#### [Instructions]
- A) Set down the passage of the post on Unison abilities and OCaml effect handlers, starting with "Disclaimer: Consider the" and going on through "run this code.".
- B) Decide whether each statement agrees with the post on Unison abilities and OCaml effect handlers. Answer yes or no, and quote the deciding words of the post. (i) The author ran the code shown in the post. (ii) OCaml added support for effect handlers in version 5.0. (iii) In Haskell, the author might solve the problem with a monad.

#### [Document passage]

Unison Abilities & OCaml Effect Handlers

Comparing delimited continuations

Gettin' thunky with functional programming.

Disclaimer: Consider the code in this post to be pseudocode. I’m using snippets I pulled from documentation and samples to do my comparison. I didn’t run this code.

One of the things you hear all the time about functional programming is that it’s pure. I really don’t like this word but it’s stuck and that’s the term most people know. I’d rather think of it as “free of side-effects” or, as the math folks might say, referentially transparent. I’ll just continue to use pure for pragmatic reasons despite my objections.

Let’s start with a simple example. In the world of FP, if you see:

add 2 2
// or
2 + 2

Then you are guaranteed that absolutely nothing else happened while that function was executing. No I/O took place, no logging, no additional work at all. You’re guaranteed that no matter how many times you call that function, you will always get the same result for the same parameters. This kind of “purity” is what makes FP so desirable and historically more easily tested than imperative programming.

It’s easy to see the benefit of a function remaining pure when it’s a simple calculation. You don’t want random things to happen when you add 2 numbers. But what about a more complex scenario? Let’s say you have a function that calculates the shipping cost for a particular order. The order can be an immutable parameter to the function, but now you want the function to use certain rates and values from an in-memory cache.

You could fetch whatever values you need from the cache prior to calling calculate_shippping and that’s a perfectly valid scenario. But what if you don’t know which values you need from the cache until you’re in the middle of doing the calculations because those keys are dynamically derived? There’s a million ways to do mocks and shims and proxies to make testable side effects, but I think a lot of them clutter up the code and remove some of the elegance and clarity of syntax that we want with FP.

In Java or C# or countless other languages, you might deal with this problem with interfaces, or traits from Rust. In functional languages like Haskell, I might solve this problem with a monad.

Unison and OCaml both have a really cool way of dealing with this. I’ve talked about Unison’s abilities before, and OCaml added support for something called effect handlers in version 5.0 (2022).

Let’s take a look at what it might look like to create an ability-consuming function in Unison:

calculate_shipping : Order -> {ShippingCache} Float
calculate_shipping order =
  let Order { region, total } = order
  use ShippingCache
  let rate = get region
  rate * total

Here the call site is decorated with an annotation indicating that this function requires an implementation of the ShippingCache ability in order to function. This means we are free to supply a test/mock implementation or a real one and the function should then behave deterministically in test, even though it has a side-effect.

You would then invoke calculate_shipping with code like this:

shippingCost = ShippingCache.inMemory rates (calculate_shipping order)

Here the implementation of the ShippingCache ability is ShippingCache.inMemory, which could be used for dev or test, while we might construct a “real” version of the cache like ShippingCache.cassandra config.

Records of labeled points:

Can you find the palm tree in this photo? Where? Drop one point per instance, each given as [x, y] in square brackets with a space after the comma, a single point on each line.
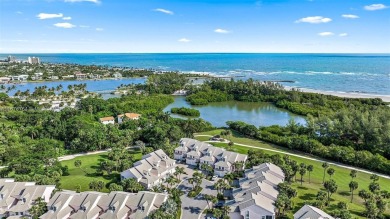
[229, 177]
[302, 172]
[325, 166]
[225, 210]
[331, 172]
[210, 198]
[217, 213]
[352, 187]
[179, 171]
[353, 174]
[170, 181]
[310, 169]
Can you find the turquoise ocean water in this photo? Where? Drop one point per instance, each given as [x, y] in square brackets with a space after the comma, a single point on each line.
[363, 73]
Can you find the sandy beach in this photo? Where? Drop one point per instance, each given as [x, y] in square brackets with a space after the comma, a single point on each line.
[385, 98]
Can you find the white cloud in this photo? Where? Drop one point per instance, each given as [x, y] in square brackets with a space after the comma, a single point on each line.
[93, 1]
[49, 16]
[165, 11]
[326, 34]
[221, 31]
[184, 40]
[375, 7]
[350, 16]
[314, 20]
[64, 25]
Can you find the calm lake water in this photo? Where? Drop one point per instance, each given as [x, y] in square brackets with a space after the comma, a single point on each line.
[258, 114]
[102, 86]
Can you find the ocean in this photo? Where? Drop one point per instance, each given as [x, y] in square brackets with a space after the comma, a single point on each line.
[357, 73]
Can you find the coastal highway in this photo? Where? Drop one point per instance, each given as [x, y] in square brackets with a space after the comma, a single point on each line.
[304, 157]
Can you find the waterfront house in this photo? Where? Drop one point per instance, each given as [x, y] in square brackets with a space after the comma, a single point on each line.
[311, 212]
[131, 116]
[97, 205]
[80, 76]
[195, 152]
[37, 76]
[68, 77]
[117, 75]
[107, 120]
[151, 170]
[4, 80]
[257, 192]
[16, 198]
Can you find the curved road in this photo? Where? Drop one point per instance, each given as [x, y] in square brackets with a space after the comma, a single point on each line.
[304, 157]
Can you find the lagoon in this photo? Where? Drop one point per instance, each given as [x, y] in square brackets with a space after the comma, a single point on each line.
[258, 114]
[101, 86]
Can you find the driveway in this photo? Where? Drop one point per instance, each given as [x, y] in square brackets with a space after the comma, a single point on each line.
[193, 207]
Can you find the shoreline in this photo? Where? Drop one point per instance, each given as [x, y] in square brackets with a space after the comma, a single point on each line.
[385, 98]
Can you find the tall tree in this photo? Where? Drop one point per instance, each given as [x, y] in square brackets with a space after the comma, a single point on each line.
[325, 165]
[302, 172]
[331, 187]
[330, 172]
[353, 185]
[310, 169]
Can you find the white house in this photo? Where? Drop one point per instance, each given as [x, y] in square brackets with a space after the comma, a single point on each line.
[311, 212]
[151, 170]
[117, 75]
[131, 116]
[257, 193]
[97, 205]
[16, 198]
[196, 152]
[107, 120]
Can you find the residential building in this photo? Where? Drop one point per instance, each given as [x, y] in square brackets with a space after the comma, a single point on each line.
[33, 60]
[257, 193]
[310, 212]
[68, 77]
[4, 80]
[16, 198]
[131, 116]
[97, 205]
[11, 59]
[107, 120]
[152, 169]
[196, 152]
[80, 76]
[37, 76]
[19, 77]
[117, 75]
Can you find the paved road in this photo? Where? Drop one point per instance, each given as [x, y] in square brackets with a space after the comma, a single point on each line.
[305, 157]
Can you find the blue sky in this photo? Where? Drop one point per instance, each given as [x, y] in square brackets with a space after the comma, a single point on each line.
[50, 26]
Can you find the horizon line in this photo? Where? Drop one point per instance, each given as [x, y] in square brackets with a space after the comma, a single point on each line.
[22, 53]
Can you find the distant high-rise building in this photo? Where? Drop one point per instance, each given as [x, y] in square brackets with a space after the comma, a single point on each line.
[11, 59]
[33, 60]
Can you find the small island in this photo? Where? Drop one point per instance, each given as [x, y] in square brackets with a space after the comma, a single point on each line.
[186, 111]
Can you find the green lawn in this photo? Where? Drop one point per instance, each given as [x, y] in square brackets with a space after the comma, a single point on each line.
[307, 192]
[86, 174]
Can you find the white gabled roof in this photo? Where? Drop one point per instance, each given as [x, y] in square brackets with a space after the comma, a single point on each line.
[311, 212]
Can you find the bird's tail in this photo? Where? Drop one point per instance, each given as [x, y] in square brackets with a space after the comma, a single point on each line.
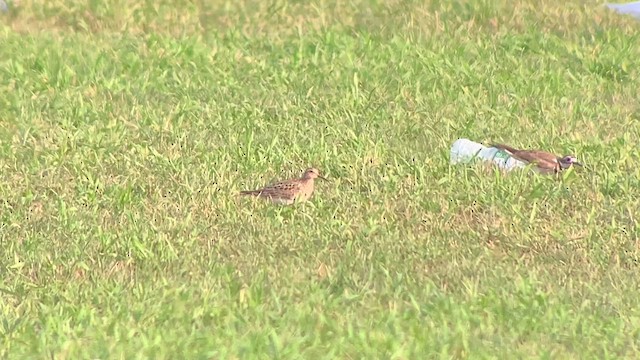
[505, 147]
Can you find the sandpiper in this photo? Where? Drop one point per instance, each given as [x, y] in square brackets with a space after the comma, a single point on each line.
[545, 162]
[290, 191]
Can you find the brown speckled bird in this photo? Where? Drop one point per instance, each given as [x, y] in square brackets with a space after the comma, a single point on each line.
[290, 191]
[546, 163]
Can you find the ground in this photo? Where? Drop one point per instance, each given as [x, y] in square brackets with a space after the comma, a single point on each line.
[128, 127]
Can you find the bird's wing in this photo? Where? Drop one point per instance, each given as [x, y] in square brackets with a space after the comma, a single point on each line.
[284, 189]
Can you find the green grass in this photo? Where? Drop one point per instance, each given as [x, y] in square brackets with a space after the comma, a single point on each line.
[127, 129]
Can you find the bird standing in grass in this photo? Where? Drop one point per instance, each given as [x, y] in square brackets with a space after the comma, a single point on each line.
[545, 162]
[290, 191]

#### [Solutions for each task]
- A)
Disclaimer: Consider the code in this post to be pseudocode. I’m using snippets I pulled from documentation and samples to do my comparison. I didn’t run this code.

- B)
(i) No: "I didn’t run this code."
(ii) Yes: "OCaml added support for something called effect handlers in version 5.0 (2022)."
(iii) Yes: "In functional languages like Haskell, I might solve this problem with a monad."